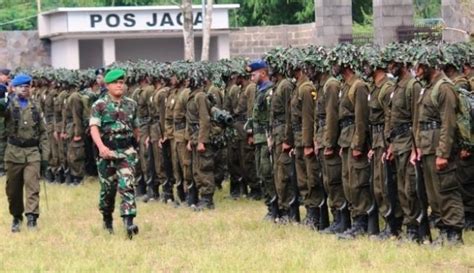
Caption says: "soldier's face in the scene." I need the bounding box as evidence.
[14,84,31,98]
[0,74,10,83]
[107,80,125,97]
[332,64,342,77]
[95,74,104,85]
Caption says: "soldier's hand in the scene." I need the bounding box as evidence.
[352,150,362,158]
[303,147,314,157]
[247,136,255,145]
[459,150,471,160]
[281,142,291,152]
[324,147,334,157]
[99,145,113,159]
[436,156,448,171]
[186,141,193,152]
[197,142,206,153]
[367,149,374,162]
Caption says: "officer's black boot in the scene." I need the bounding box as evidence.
[103,214,114,234]
[318,201,329,230]
[194,193,214,211]
[303,207,320,230]
[464,212,474,231]
[12,216,23,233]
[337,215,369,240]
[44,167,54,183]
[176,178,186,202]
[163,180,174,203]
[26,213,38,230]
[247,187,263,201]
[186,183,198,207]
[288,199,301,223]
[406,225,421,243]
[319,209,341,234]
[334,205,352,233]
[446,228,464,246]
[123,216,138,240]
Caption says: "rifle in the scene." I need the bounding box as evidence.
[289,154,301,222]
[412,143,432,242]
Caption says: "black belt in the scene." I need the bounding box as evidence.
[8,137,39,148]
[318,119,326,128]
[234,115,247,122]
[339,118,355,129]
[189,123,199,134]
[370,124,384,134]
[291,123,301,132]
[420,121,441,131]
[390,123,411,139]
[104,138,133,150]
[272,119,285,128]
[174,122,186,131]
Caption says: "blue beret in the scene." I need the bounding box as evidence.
[12,74,32,87]
[0,68,10,76]
[247,59,268,72]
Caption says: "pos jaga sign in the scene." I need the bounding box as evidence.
[89,12,202,29]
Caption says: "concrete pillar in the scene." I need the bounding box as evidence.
[102,38,115,66]
[51,39,79,69]
[314,0,352,46]
[441,0,474,42]
[372,0,414,46]
[217,33,230,60]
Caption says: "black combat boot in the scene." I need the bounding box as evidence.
[446,228,464,246]
[103,214,114,234]
[464,212,474,231]
[194,193,214,211]
[123,216,138,240]
[12,216,23,233]
[26,213,38,230]
[163,180,174,203]
[303,207,320,230]
[44,167,54,183]
[318,199,329,230]
[319,209,341,234]
[337,215,369,240]
[334,204,352,233]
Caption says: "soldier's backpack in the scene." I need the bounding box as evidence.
[431,78,474,151]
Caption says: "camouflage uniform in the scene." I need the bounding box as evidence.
[89,95,138,217]
[65,90,85,183]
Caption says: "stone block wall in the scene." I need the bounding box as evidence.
[230,23,315,59]
[0,31,51,68]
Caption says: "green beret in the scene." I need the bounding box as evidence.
[104,69,125,83]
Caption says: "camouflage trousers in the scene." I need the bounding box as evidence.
[97,148,138,217]
[67,139,86,177]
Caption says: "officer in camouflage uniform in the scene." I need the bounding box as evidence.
[328,44,373,239]
[89,69,139,239]
[0,68,10,177]
[0,74,49,232]
[246,60,279,221]
[412,45,464,245]
[383,44,423,241]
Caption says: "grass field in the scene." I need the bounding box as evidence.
[0,175,474,272]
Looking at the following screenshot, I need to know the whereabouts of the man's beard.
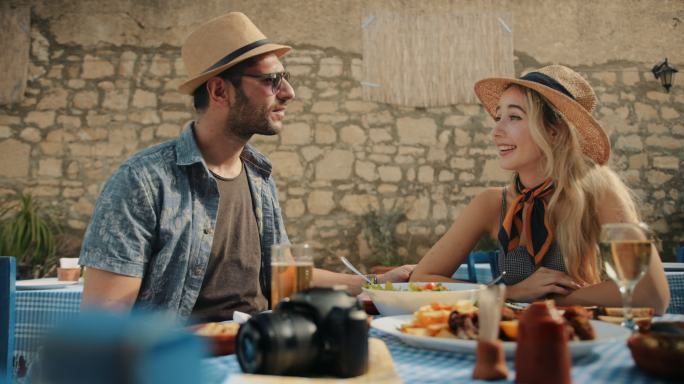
[224,87,281,140]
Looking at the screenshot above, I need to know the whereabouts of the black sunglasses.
[238,71,290,95]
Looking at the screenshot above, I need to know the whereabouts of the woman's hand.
[506,267,582,303]
[378,264,416,283]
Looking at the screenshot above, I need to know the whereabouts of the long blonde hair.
[514,85,638,284]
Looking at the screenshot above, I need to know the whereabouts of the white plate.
[371,315,629,358]
[363,282,482,316]
[16,277,79,291]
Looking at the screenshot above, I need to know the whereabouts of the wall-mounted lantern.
[651,58,679,92]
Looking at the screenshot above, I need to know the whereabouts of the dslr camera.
[236,288,368,377]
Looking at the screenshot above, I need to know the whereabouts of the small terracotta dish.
[192,321,240,356]
[627,321,684,379]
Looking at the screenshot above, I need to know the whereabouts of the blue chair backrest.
[468,251,499,283]
[0,256,17,383]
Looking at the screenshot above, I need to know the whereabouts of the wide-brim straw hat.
[178,12,292,95]
[475,65,610,164]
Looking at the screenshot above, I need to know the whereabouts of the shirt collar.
[176,121,273,178]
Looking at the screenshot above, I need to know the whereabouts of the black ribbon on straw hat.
[520,72,576,100]
[204,39,271,72]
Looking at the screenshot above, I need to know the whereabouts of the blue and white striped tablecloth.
[202,315,684,384]
[14,284,83,373]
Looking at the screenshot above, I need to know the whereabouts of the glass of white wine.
[599,223,655,331]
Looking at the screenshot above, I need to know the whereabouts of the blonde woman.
[411,65,670,313]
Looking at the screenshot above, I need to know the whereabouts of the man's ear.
[207,77,235,107]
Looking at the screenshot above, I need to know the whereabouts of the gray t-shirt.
[192,169,268,321]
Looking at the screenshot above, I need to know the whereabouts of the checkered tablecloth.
[14,284,83,376]
[202,315,684,384]
[665,272,684,314]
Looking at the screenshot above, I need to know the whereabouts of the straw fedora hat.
[475,65,610,164]
[178,12,292,95]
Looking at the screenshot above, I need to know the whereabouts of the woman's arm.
[411,188,501,281]
[556,191,670,314]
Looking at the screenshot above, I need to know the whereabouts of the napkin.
[225,337,401,384]
[59,257,78,268]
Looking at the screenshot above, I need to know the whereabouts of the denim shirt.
[80,123,289,319]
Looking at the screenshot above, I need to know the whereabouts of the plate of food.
[15,277,80,291]
[192,321,240,356]
[363,283,482,316]
[371,302,629,358]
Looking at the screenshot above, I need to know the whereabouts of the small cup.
[271,244,313,308]
[57,267,81,281]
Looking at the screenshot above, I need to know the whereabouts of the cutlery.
[487,271,506,287]
[340,256,373,284]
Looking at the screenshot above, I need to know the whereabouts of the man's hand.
[506,267,582,302]
[378,264,416,283]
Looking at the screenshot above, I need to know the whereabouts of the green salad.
[363,281,449,292]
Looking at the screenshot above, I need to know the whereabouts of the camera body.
[236,288,368,377]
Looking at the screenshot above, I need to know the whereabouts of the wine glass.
[599,223,655,331]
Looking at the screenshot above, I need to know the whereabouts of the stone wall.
[0,0,684,269]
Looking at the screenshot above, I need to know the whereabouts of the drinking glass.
[271,244,313,308]
[599,223,655,331]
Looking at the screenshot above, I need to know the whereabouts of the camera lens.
[237,312,319,375]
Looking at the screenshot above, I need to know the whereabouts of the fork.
[487,271,506,287]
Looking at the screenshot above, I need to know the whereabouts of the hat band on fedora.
[520,72,576,100]
[202,39,271,73]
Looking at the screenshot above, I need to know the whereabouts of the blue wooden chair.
[0,256,17,383]
[468,251,499,283]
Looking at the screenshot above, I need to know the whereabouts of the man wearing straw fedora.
[80,12,411,320]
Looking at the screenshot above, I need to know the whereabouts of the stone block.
[131,89,157,108]
[634,102,658,121]
[280,122,312,145]
[406,196,430,220]
[354,160,378,181]
[306,190,335,215]
[154,123,182,139]
[340,193,380,215]
[318,57,344,77]
[418,165,435,184]
[24,111,56,128]
[314,124,337,144]
[81,55,114,79]
[653,156,679,169]
[19,127,42,143]
[36,88,69,110]
[311,101,337,114]
[73,91,98,110]
[340,125,367,144]
[361,111,394,127]
[397,117,437,145]
[102,89,129,111]
[368,128,392,143]
[315,149,354,180]
[481,159,511,182]
[38,157,62,177]
[378,165,402,183]
[622,70,641,86]
[285,199,306,221]
[344,100,378,113]
[615,135,644,151]
[0,139,31,178]
[269,151,304,180]
[660,106,681,120]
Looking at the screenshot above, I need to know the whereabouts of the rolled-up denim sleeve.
[79,165,157,277]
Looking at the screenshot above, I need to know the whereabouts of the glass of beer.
[599,223,655,331]
[271,244,313,308]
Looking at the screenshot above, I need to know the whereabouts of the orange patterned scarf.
[499,176,554,264]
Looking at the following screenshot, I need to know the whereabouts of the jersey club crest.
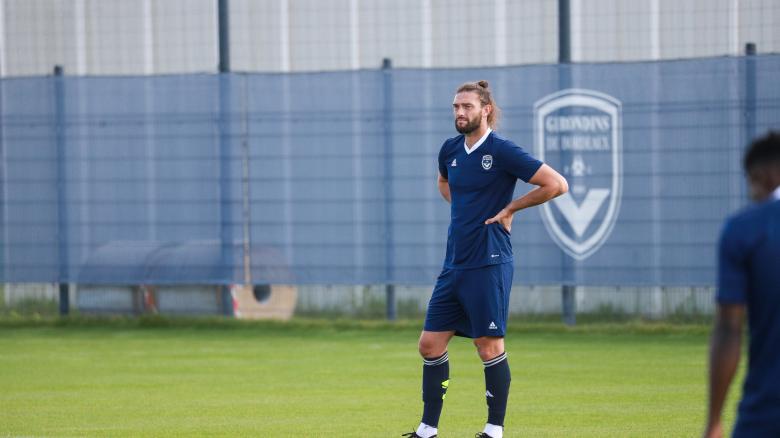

* * * * * * *

Problem statement:
Locate every line in the material above that contains the string "straw" and copy each one out in full. Matching is case-sensitive.

The result:
Looking at the screenshot above, I need to know the whereabouts of the wide-brim straw hat.
Looking at the screenshot above, I need to know the whereabouts of the black ribbon on straw hat.
Looking at the screenshot above, I need to know the whereabouts of the straw fedora hat.
Looking at the screenshot above, I need to know the whereabouts of the man wearing straw fedora.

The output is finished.